Image point grounding data =>
━━━━━━━━━━━━━━━━

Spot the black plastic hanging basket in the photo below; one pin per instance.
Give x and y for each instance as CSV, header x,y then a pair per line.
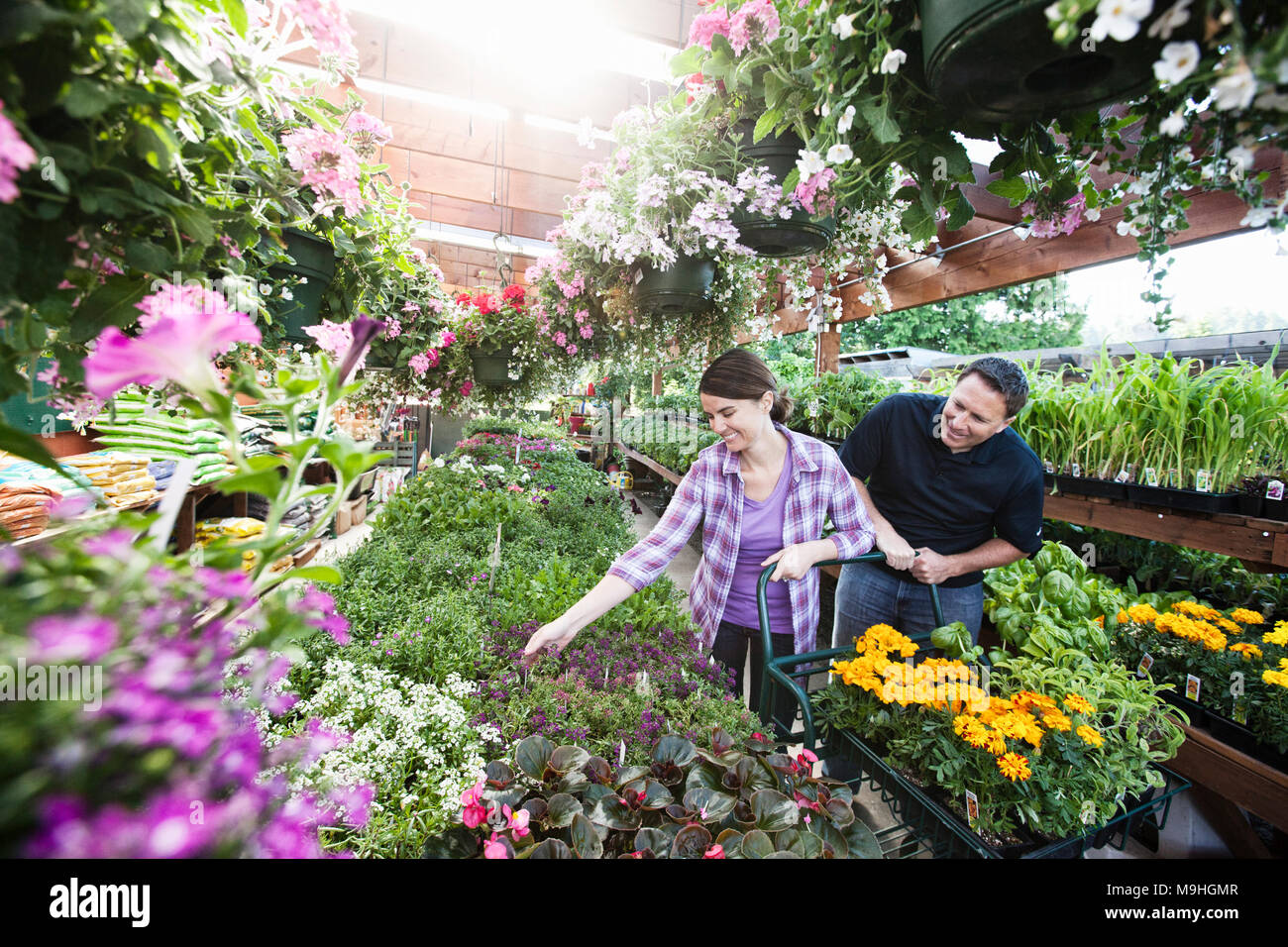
x,y
771,236
995,60
683,287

━━━━━━━━━━━━━━━━

WORK TO COMPLETE =>
Every entry should come back exactly as written, only without images.

SOLUTION BELOW =>
Spot the black plastic hanging basket in the photo below; one pin per instance.
Give x and y for each instance as CSV, header x,y then a pair per line.
x,y
771,236
995,60
683,287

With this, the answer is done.